▶ EXERCISE: In the copy, every record below must appear exactly as given, and no picture may appear.

▶ PROVIDED MATERIAL:
*** Begin section ***
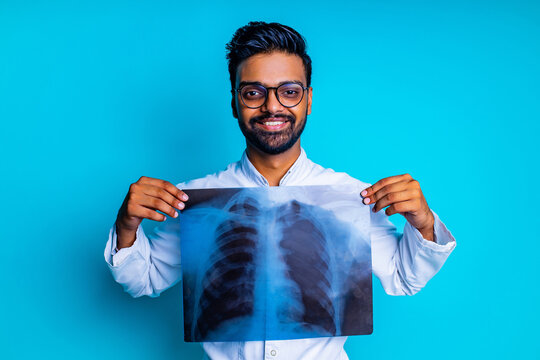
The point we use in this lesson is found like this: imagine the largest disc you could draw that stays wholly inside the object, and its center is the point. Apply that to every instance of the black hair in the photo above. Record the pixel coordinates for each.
(261, 37)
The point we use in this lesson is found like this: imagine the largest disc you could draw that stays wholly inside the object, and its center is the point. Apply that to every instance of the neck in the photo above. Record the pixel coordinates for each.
(273, 167)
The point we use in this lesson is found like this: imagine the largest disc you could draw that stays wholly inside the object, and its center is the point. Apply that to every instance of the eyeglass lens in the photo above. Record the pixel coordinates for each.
(288, 95)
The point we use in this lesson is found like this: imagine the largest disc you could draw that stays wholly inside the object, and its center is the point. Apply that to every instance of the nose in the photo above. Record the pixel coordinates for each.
(272, 105)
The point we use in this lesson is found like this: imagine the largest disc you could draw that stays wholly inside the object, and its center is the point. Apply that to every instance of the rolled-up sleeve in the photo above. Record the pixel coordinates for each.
(404, 263)
(151, 264)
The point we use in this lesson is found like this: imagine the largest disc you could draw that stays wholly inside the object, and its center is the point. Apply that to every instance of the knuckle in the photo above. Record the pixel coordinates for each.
(161, 193)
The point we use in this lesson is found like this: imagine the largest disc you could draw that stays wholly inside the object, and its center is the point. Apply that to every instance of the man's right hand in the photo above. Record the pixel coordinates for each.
(142, 201)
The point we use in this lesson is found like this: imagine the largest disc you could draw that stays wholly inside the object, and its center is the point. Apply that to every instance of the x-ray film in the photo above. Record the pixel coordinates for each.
(275, 263)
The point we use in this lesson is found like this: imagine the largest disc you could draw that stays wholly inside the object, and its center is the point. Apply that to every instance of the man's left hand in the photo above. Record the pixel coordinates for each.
(402, 195)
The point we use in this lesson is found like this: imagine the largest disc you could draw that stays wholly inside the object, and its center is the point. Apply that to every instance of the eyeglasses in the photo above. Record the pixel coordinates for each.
(255, 95)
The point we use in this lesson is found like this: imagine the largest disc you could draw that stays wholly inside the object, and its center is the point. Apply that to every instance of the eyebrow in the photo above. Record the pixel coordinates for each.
(243, 83)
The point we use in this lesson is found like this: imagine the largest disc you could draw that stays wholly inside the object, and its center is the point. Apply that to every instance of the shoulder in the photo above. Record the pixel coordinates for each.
(320, 175)
(223, 178)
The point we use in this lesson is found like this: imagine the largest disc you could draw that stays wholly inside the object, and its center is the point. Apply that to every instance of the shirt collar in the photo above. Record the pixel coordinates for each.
(297, 170)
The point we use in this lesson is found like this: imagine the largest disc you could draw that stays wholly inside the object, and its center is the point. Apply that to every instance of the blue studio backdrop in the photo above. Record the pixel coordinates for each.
(94, 95)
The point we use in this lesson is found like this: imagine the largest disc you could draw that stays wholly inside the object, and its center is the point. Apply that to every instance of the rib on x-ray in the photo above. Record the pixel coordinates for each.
(275, 263)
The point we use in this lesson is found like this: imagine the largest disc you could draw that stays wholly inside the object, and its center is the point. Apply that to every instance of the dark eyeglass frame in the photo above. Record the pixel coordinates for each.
(304, 88)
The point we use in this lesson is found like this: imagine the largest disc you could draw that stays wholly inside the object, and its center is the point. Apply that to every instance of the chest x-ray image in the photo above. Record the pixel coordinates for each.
(275, 263)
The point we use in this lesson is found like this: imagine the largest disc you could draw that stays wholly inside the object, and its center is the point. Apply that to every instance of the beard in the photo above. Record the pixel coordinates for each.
(273, 142)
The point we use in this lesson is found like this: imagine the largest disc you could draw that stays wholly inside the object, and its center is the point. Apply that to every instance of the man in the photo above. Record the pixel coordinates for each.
(270, 75)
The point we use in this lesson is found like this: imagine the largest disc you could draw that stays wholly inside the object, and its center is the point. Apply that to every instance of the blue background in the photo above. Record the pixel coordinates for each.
(94, 95)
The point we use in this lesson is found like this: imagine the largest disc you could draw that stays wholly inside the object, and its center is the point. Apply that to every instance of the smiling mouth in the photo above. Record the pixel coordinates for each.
(273, 124)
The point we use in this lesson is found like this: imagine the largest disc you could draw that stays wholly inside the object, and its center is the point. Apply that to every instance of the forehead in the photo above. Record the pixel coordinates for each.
(271, 69)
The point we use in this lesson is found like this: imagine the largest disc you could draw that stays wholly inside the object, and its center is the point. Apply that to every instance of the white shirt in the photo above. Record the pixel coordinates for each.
(403, 263)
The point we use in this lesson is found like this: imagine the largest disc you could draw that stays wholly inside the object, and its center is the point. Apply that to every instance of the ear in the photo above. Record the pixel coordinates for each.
(310, 93)
(233, 106)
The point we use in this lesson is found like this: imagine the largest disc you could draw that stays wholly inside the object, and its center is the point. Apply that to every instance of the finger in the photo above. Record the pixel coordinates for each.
(157, 204)
(146, 213)
(164, 195)
(402, 207)
(394, 197)
(383, 182)
(173, 190)
(384, 191)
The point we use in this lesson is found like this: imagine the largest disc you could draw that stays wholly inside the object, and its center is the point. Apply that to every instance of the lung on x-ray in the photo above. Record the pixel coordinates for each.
(275, 263)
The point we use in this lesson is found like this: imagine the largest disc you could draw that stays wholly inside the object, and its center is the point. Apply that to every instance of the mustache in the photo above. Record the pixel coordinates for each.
(261, 118)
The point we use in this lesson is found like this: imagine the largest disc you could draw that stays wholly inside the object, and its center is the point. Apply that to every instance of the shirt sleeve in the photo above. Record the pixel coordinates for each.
(149, 266)
(404, 263)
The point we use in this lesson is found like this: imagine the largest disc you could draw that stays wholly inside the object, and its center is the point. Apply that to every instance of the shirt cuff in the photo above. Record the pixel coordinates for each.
(444, 240)
(116, 257)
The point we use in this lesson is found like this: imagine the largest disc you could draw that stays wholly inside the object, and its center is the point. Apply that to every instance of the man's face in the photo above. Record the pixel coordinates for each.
(271, 70)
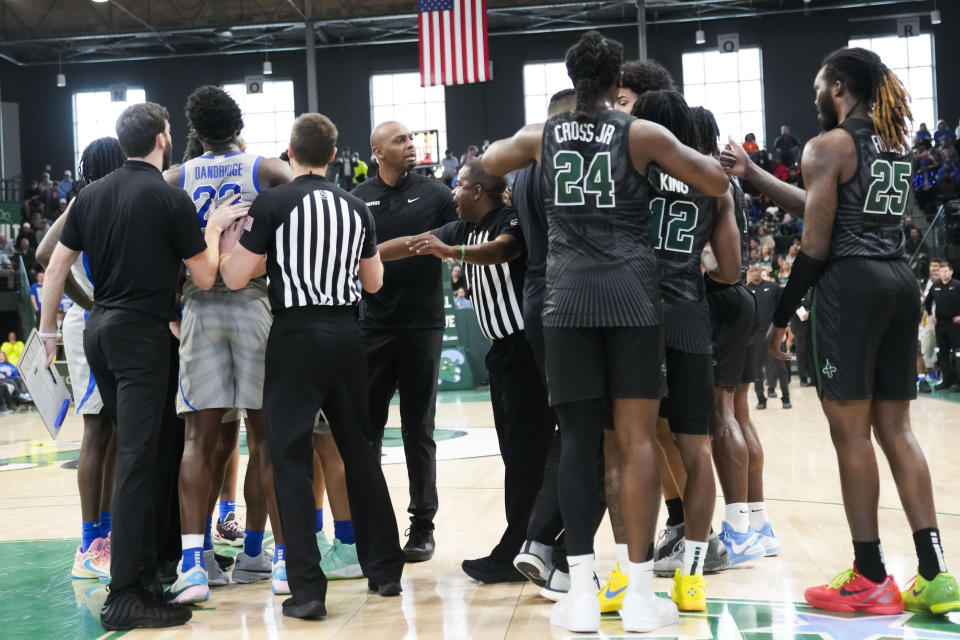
*** End section ***
▶ FINISHED EXERCISE:
The point we use in this lesson is found like this: imagine the largest disc you could draw that stays wholly inside the object, and its center is the point. Apply that to every instance of the black hair in the photo above. Record the pixel coordinates for each.
(261, 37)
The point we use in this lesson is found like this: imagine the largest disc you could draw that stays wholly inside the object, and its center is the point. Apply that to every instance of the neck in the photo above. Record the pixel coordinates for each.
(273, 167)
The point we use in this lesson is found like this: imagine the largest disc you could draw that stays wholly inside the object, and its center is the point. Apply that to every instance of the eyeglass lens in the photo above. Record the pixel coordinates for each.
(288, 95)
The point we use in this lesson is found like this: imagine the largest disc you could draw that stays wholly inside the object, and its center is the point. Apply that to every instance of the nose in the photo above. Record the pixel coordinates for each.
(272, 105)
The point we use in this lesson is found like this: imagine the largest disc you could draw that stays wholly inside the object, and its center is the point. Apply that to every instance of the rolled-up sleeve in the photo above. Record the pixel coordinates for each.
(404, 263)
(151, 264)
The point we use in this lesson is found like this: imagine the largest disc you could draw that stays wholly inside the object, and its center is the point. Apply that to every instance of the knuckle in the photo above. Record the pixel coordinates for each.
(161, 193)
The point we use in this lesson is found like this: imagine the largest disc you could draw that stays wholly inside the object, and its center is the point. Apply that to every instance of the man's right hand in the photo above. Record the pixel coordinates for each.
(142, 201)
The point we use in this lesson is found like this: imagine the largest disc you could draw that stays wholly inside the object, and its center is the point. Apply that to every instance of the x-ray film in the photo above. Record the pixel coordinates for each.
(275, 263)
The point we use in this lesson is found like this: imagine the largest disc you could draw that stays wholly inside the object, and its center is the point. Apply that to every instance of the man's left hand in the photo above. Record the pixel coordinates for each.
(402, 195)
The point we use in this lesson is found like this: imagine the largest disc you could draw that stays wholly inside the object, and its center is the point. Apply that to every instance of the eyeglasses in the photo above. Record the pixel coordinates for each.
(255, 95)
The point we use in this lesson is found like this: imagine the largest disc you could draw that stays wholly inside the object, and its center is the point. Apply that to every instance of the eyebrow in the photo above. Record the pixel coordinates for each.
(243, 83)
The point we use in this lesson is found like this: imagine the largest disc you could draw that stays wholly inside the object, and its center is the point. Apply that to every instance of the shoulder in the photo above. Record the pixel coordinates for each.
(320, 175)
(223, 178)
The point we use in this lesson is found like this: imagine the largest disc you could draw that stays wholly inside the object, and its center is the point. Apply that to every instance of the shirt collar in the photo above. Record the pixel coordinates for each.
(297, 170)
The point we use in this lesson is found like this: imagine the largest disc you could draw that stays wholly inside the object, and its center is the point. Apply that to every instance of the blue studio backdrop in the photo above. Record the pixel coordinates for each.
(94, 95)
The point we use in this lesson is found like this: imagine the largest disc you could draw that stays wholly inside the object, and its center is the point. Apply that to every instance of the rib on x-ray in the photo above. Record the pixel coordinates for each.
(275, 263)
The point we use in this lesson is found like this: imagine the largest disc you could draw that stays wholly inside the object, and its center is the point. Apply that to every instance of the dark eyeglass frame in the photo above. Record the pixel coordinates for each.
(304, 88)
The point we use in this lesson is found like this: imagine the largest disc you could draw that stays wholly inside the object, and its center is the point. Apply that to every instance of the chest x-ray image in the photo above. Record the pixel coordinates for each.
(275, 263)
The point we use in this lesson is found like this: imagine the largest disc you could draw that stays wholly inside the object, and its center is the point. Apply that to every instance of the beard in the photo above. Record the pixel coordinates for each.
(273, 142)
The point we use in this lesson is found like this: imagine the largest disc you could draw that stays wholly inside the object, and its center is the point. Apply that to every instance of the man in the photo above. Record the pixel coordinates for each.
(270, 75)
The point we use in this lesson is found like this: imagine the largest disc you could draw that stays wholly inside the object, and its center is the point. Apply that to every instance of the blue background in the photo above. Record the pixel coordinates for each.
(94, 95)
The point we use in this lesson is found like this: imagine the largest disc you could draw that stays wholly inside the object, and its center is the point. Apply that to every instance of the smiling mouth in the photo above. Record the pixel coordinates for each.
(273, 124)
The point we use in this lesson is found like this: imagine the largest disc you could draw that stays wholly inside the object, and its center is the point. Apply that to every instance of the forehead in the photo above. Record the pixel coordinates for each.
(271, 69)
The point we use in this lesson is found like this: imagine the largest disc you could draw that stays wholly inside the object, and its center is the point. Apply that to every instance of the white shirt in the photo above. Record the pixel coordinates for each.
(403, 263)
The point we use in this lesson is found like this: imagine the largest disc you could draw that stays wholly inside the object, and its center is the point. Apply that to every instance of the ear in the photo above. Record the pixel coordinates for each.
(310, 93)
(233, 106)
The point we use in this lesson is found like this: imagine the largest disc you could draw that stays wholly inside the object, and its center is the point. Apply that to every instance of the finger in the photo above. Record the pixel coordinates for each.
(157, 204)
(146, 213)
(164, 195)
(402, 207)
(394, 197)
(383, 182)
(173, 190)
(384, 191)
The point we use in this lesson is found like this: imagine the largest disc you could draw that stays wholly inside the object, and its center is the point. Apply that to every instance of the lung on x-ray in the photo above. Record the pixel coordinates for each.
(275, 263)
The point we use in this lesson is found like this: imagine the largest disc you could draw that stays wholly inside the object, and its center is the point. Apply that to every instance of the mustache in the photo above. Record the pixel coordinates for each.
(261, 118)
The point we use in this lesson is found like this: imagine the largest disc you could draw that stays wholly inside the object, and its center is the point. Apply that to every instance of the shirt sleeve in the photo above. Record the pixel coordinates for each.
(149, 266)
(404, 263)
The point we use in this lesson is found like this: imagine the largest disc you could draw that stays wholly inside the object, and its center is the point. Apply that to every instance of the shirt cuff in the photo above. Record the pixel coordinates for each.
(444, 240)
(116, 257)
The point we use in this lesson is found like this: imagine the largest disc you could draw that stays wholly inside the object, and its center is the point. Apply that to every instance of the man's face in the photo above. Record the pixel coordinates for each.
(271, 70)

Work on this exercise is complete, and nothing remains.